**Quoted passage**
#####
As I mentioned in my book, We Cannot Be Silent on These Issues, published just a couple of years ago, the reality is that many of those who are trying to drive the transgender revolution recognize that one of the great obstacles is that when a baby is born, there is still the general and celebrated recognition, it’s a boy or it’s a girl. One transgender activist … That was the language that was used then … speaking of the obstacles to the transgender revolution said that the revolution cannot possibly succeed until those who are delivering the baby and those who are in the delivery room stop saying it’s a boy or it’s a girl.

The reality is boy and girl are still words being spoken with excitement in delivery rooms. I’ll go on to predict that it’s going to continue to be so. Boy and girl make sense in a delivery room. Why? Because when a baby is born, when you want to know who this baby is, there is still the recognition that fundamental to knowing who this baby is is saying, and even seeing, boy or girl.

But this takes us to a recent piece in the New York Times. This appeared in the New York Times Magazine. It’s in The Ethicist column, which is always rather interesting and usually pretty concerning. The Ethicist in this case is Professor Kwame Anthony Appiah. The headline in the article, Should I Go to a Gender-Reveal Party? The question posed to The Ethicist is this, “A close relation is pregnant with her first child and is having a gender-reveal party. She is overjoyed with the addition to our family, as am I. However, I am adamantly opposed to attending the gender-reveal party because it violates my moral code.”

The questioner goes on to say, “I have worked in activism for my entire professional life and, though I am cisgender, I have strong feelings about gender politics and equality. Gender-reveal parties, where parents and guests learn a baby’s gender together, violate,” said the writer, “my values because they reaffirm society’s gender binarism and inadvertently perpetuate the stigma against non-binary genders.” Well, the questioner is not finished.

She or he continues, “I know I will never experience firsthand the challenges of being gender-nonconforming, but when I think about how I might feel, I would be very hurt knowing my parents had a gender-reveal party for me before I was born with my incorrect gender.” The writer concludes, “I know the non-binary community faces much deeper, more urgent problems than this hypothetical situation, but even so, I have a moral aversion to helping affirm society’s gender binarism. Should I attend the party?”

Well, I guess it all had to end here, but of course, it doesn’t actually end. This is just one more stage into cultural insanity. Here we have the writer to the New York Times’ Ethicist column asking the question as to whether or not he or she would be violating his or her own moral code and the writer’s own moral values to attend a party in which it is to be revealed that an unborn child is … Here are those dreaded, politically incorrect words … a boy or a girl.
#####
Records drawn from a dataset
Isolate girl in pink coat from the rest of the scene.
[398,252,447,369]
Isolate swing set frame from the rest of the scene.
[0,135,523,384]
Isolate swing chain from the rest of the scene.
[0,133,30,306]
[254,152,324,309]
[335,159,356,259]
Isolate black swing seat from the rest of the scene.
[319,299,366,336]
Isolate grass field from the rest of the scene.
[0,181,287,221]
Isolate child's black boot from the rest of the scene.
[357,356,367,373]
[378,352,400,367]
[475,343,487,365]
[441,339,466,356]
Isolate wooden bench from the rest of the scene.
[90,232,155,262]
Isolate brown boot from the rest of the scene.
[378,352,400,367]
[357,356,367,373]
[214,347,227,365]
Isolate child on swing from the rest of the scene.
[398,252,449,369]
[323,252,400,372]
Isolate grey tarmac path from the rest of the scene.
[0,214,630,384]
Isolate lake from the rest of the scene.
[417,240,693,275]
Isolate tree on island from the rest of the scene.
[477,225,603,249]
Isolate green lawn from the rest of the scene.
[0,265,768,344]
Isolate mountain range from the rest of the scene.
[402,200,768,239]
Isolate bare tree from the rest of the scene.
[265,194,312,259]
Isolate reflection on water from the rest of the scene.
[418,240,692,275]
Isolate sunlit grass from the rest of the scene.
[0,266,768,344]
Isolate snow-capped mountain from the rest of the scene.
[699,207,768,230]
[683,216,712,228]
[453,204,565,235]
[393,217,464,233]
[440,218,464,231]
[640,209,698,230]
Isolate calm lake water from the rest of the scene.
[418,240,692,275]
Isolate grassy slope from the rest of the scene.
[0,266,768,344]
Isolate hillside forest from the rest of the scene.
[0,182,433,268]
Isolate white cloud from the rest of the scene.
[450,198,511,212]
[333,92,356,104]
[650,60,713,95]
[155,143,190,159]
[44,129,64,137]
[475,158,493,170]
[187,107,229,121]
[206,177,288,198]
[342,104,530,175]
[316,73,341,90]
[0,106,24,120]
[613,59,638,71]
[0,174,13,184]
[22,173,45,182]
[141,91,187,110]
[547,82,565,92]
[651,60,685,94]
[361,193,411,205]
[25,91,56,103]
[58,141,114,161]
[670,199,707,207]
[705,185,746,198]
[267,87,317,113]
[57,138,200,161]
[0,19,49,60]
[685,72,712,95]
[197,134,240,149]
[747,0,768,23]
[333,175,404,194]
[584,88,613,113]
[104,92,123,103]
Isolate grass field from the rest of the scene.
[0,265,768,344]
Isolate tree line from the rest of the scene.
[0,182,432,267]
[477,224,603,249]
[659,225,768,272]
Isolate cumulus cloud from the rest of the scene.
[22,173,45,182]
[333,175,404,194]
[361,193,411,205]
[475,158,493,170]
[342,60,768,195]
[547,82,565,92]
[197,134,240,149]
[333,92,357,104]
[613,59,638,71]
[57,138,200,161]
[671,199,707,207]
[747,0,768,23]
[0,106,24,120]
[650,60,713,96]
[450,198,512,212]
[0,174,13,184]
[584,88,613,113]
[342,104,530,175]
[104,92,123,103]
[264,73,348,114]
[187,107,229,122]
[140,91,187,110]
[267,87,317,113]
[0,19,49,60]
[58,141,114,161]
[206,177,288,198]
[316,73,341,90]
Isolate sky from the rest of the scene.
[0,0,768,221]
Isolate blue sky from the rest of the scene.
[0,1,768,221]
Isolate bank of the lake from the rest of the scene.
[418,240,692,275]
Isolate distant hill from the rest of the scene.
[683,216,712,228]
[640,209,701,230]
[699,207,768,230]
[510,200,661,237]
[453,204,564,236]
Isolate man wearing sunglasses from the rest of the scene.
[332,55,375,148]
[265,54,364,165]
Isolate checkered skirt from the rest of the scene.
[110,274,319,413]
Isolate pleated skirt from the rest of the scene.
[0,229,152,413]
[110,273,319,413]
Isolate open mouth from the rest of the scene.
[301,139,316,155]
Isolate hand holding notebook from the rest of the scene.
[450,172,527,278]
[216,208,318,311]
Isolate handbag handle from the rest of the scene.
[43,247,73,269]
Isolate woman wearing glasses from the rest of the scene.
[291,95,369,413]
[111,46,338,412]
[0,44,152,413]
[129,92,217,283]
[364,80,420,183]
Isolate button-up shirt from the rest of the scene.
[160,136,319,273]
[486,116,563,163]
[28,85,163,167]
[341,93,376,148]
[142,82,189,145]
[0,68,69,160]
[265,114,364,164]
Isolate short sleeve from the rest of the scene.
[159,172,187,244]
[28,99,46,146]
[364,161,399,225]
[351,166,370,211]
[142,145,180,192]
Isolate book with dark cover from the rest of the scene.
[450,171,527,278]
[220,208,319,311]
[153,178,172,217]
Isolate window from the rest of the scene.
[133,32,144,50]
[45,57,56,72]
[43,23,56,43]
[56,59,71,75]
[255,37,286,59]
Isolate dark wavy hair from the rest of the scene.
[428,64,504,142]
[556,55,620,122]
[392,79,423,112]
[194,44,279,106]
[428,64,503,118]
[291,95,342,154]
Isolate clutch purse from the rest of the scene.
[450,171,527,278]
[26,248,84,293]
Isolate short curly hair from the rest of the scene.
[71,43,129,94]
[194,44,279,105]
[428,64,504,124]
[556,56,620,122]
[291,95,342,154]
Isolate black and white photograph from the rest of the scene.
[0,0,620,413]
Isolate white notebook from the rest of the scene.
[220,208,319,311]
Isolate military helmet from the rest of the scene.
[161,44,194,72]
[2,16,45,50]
#####
**Work to complete**
**A)** In the commentary, who is The Ethicist answering the question about the gender-reveal party?
**B)** Output the part of the commentary that opens with the words containing "The questioner goes" and closes with "is not finished.".
This listing comes from a separate source.

**Task answers**
**A)** Professor Kwame Anthony Appiah.

**B)**
The questioner goes on to say, “I have worked in activism for my entire professional life and, though I am cisgender, I have strong feelings about gender politics and equality. Gender-reveal parties, where parents and guests learn a baby’s gender together, violate,” said the writer, “my values because they reaffirm society’s gender binarism and inadvertently perpetuate the stigma against non-binary genders.” Well, the questioner is not finished.